### Problem description
Rewrite each entry with every "baseboard" changed to "skirting board" and everything else left as it is. Don't include the pictures.

### Supplied entries
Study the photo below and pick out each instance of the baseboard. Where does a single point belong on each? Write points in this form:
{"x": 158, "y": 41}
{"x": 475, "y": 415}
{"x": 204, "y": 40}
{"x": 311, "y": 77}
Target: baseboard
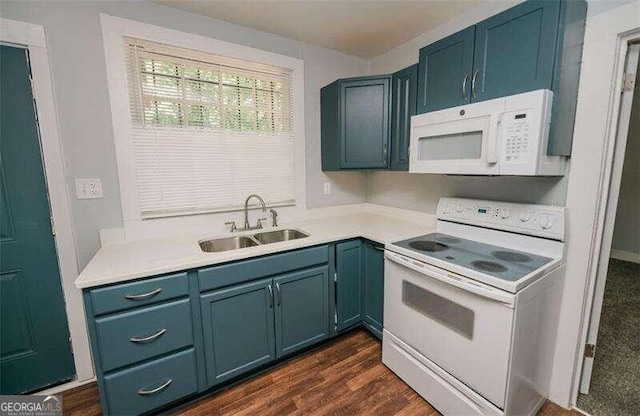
{"x": 625, "y": 255}
{"x": 65, "y": 386}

### Finished exercise
Study the photo below and pick out each instance of the skirting board. Where does a single point belong on each? Write points in this form:
{"x": 158, "y": 41}
{"x": 475, "y": 415}
{"x": 204, "y": 40}
{"x": 311, "y": 77}
Target: skirting board
{"x": 625, "y": 255}
{"x": 65, "y": 386}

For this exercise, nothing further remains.